**Problem details:**
Search the entries for the word "backrest" and report each line that has it.

**Record set:**

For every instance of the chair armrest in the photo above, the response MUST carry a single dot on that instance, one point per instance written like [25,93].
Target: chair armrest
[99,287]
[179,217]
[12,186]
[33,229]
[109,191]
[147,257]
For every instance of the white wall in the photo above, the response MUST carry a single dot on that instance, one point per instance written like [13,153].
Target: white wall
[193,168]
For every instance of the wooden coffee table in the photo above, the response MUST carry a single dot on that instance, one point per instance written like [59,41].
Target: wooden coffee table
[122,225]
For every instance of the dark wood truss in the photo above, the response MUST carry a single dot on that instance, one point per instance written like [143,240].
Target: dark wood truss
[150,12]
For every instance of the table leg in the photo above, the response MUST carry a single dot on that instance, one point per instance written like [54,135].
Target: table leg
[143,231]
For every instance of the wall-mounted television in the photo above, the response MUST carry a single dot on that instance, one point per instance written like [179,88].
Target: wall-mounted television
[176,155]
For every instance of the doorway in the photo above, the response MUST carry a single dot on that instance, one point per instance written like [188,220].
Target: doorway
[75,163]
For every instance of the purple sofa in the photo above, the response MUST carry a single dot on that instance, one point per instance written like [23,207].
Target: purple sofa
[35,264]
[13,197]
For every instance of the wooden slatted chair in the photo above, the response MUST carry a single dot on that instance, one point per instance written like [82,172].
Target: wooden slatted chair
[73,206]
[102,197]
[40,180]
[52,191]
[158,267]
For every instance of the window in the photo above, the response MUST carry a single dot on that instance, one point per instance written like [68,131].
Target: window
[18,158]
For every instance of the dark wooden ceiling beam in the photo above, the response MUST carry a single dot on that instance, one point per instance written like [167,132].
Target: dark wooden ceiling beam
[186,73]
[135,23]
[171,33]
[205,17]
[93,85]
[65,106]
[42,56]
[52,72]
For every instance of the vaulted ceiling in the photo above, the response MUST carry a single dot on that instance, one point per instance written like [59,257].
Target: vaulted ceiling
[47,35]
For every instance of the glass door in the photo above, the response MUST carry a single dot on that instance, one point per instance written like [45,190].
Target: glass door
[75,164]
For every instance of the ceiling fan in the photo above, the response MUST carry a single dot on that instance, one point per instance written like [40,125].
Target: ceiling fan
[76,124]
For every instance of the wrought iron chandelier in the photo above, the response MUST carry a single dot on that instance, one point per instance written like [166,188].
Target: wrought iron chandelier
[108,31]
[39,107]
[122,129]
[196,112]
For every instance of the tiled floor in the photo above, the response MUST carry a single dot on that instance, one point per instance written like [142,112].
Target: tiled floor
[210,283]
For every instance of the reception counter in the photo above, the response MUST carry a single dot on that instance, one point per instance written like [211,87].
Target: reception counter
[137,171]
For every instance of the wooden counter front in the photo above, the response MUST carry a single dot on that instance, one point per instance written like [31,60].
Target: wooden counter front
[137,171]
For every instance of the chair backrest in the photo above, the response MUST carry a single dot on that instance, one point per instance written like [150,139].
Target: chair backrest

**Task answer:**
For every instance of the chair backrest in the photo above, the response MUST carry a single dot on that instance, one point per instance written like [150,139].
Target: chair backrest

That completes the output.